[start of Listed entries]
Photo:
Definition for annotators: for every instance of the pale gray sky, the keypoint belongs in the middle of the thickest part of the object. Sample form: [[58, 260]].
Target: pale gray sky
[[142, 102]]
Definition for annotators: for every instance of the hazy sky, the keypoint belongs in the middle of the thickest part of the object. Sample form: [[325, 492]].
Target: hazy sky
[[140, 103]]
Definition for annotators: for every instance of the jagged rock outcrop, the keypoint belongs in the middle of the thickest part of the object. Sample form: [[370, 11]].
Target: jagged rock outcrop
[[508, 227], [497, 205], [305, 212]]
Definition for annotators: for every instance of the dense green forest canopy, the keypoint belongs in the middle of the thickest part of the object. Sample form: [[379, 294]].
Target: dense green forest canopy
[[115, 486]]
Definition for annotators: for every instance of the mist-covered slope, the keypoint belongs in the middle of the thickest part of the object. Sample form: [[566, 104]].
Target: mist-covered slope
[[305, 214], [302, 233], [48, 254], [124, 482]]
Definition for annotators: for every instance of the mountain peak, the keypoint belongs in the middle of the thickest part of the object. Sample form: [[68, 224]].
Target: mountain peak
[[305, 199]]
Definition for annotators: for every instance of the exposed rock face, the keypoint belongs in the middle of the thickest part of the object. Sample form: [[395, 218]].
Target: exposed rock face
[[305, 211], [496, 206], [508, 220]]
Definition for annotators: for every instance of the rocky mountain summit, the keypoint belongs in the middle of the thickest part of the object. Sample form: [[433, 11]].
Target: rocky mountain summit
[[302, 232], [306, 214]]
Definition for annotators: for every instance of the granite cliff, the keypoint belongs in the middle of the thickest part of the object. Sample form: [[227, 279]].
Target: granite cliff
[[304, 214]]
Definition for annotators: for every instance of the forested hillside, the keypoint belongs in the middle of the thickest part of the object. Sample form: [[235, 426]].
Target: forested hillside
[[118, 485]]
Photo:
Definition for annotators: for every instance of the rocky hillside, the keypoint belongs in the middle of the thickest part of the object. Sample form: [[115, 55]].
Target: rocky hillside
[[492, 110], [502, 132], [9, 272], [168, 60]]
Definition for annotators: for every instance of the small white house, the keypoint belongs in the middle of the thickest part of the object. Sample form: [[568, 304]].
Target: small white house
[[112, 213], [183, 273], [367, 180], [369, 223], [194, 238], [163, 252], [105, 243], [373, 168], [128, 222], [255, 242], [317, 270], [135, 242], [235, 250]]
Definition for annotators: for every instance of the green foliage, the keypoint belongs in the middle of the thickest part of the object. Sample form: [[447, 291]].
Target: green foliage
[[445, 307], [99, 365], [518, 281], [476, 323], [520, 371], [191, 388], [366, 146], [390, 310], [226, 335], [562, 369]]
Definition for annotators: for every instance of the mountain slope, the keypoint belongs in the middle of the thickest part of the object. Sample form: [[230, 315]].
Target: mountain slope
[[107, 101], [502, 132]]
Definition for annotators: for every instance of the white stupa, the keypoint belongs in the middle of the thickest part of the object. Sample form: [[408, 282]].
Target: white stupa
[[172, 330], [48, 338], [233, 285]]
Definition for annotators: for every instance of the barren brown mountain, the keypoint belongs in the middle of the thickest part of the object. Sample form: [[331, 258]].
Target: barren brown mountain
[end of Listed entries]
**Your task**
Can you rewrite all of the data above, replacing "Sample form" with "Example format" wherever it occurs and leaving everything else untouched?

**Task result**
Photo:
Definition for annotators: for every instance of the pale gray sky, the keypoint belongs in the middle of the thickest part of the object. Example format: [[58, 260]].
Target: pale gray sky
[[142, 102]]
Definition for annotators: for every instance of the hazy sky, the keypoint belongs in the middle of the thickest part of the object. Example format: [[325, 492]].
Target: hazy sky
[[140, 103]]
Definition for annotators: for every instance of the jagged rock outcrop, the keypoint belongs in the middle of the thickest part of the object. Example format: [[370, 11]].
Target: jagged rock outcrop
[[508, 227], [497, 205], [305, 212]]
Definition for annotators: for every instance of the dense green forest canopy, the keypoint belongs in the middle of the thickest part of the object. Example format: [[379, 294]].
Target: dense green forest canopy
[[115, 486]]
Definition for annotators: for every instance of the mist-covered slope, the keypoint belongs in the middle of the thickest part of the object. Example format: [[566, 104]].
Target: mist-covered slope
[[305, 214], [302, 233], [48, 254], [124, 482]]
Definition for annotators: for every instance of the mountain peak, the keypoint belongs in the middle of the thickest part of the object. Example format: [[68, 224]].
Target: mountain peak
[[305, 199]]
Definition for annotators: for every instance of the exposed rock face, the keypoint belongs in the middle of the thickest part of the object. Example format: [[395, 218]].
Target: exposed rock face
[[305, 211], [496, 206], [508, 220]]
Definition for annotators: for every instance of the rocky mountain summit, the keypoint belongs in the middle of the thickest part of the object. Example format: [[433, 11]].
Target: rocky mountain summit
[[302, 232], [306, 214]]
Definition for annotators: for every instance of the granite cliff, the keypoint belongs in the middle of the thickest part of the object. Example format: [[227, 279]].
Target: granite cliff
[[304, 214]]
Definition for annotators: for every instance of the forested hillside, the keypoint belongs in the middle of the thickest part of the object. Example format: [[235, 426]].
Target: forested hillside
[[118, 485]]
Photo:
Definition for annotators: for every instance of the rocky hillside, the keypoint belongs in the middle of the thickest part of the object. Example format: [[115, 55]].
Target: rocky hillside
[[492, 110], [502, 132], [9, 272], [168, 60]]
Definition for annotators: for every instance of the small white house, the keypoint belongs in the middle of the thickest part of the object. Example format: [[568, 304]].
Target: small white house
[[112, 213], [183, 273], [367, 180], [369, 223], [194, 238], [163, 252], [105, 243], [373, 168], [128, 222], [255, 242], [317, 270], [135, 242], [235, 250]]
Definition for annotators: for every instance of the green foliage, the keypoint belongs in the middle of the thickest part of the object. Example format: [[447, 291]].
Target: green foliage
[[445, 307], [99, 365], [518, 281], [476, 323], [520, 371], [191, 388], [366, 146], [390, 310], [226, 335], [562, 369]]
Definition for annotators: for every instance of the mountain slope, the keypoint belongs in the middle of the thickest part of the object. Example format: [[230, 315]].
Target: mountain slope
[[107, 101], [502, 132]]
Definition for annotators: for every instance of the white stupa, the keypoint belongs in the middle of the thickest part of the object. Example format: [[408, 282]].
Target: white stupa
[[172, 330], [48, 338], [233, 285]]
Definition for annotators: for every instance of the barren brown mountain, the keypoint belongs in the middle of the thickest part of the object. Example format: [[331, 258]].
Target: barren brown mountain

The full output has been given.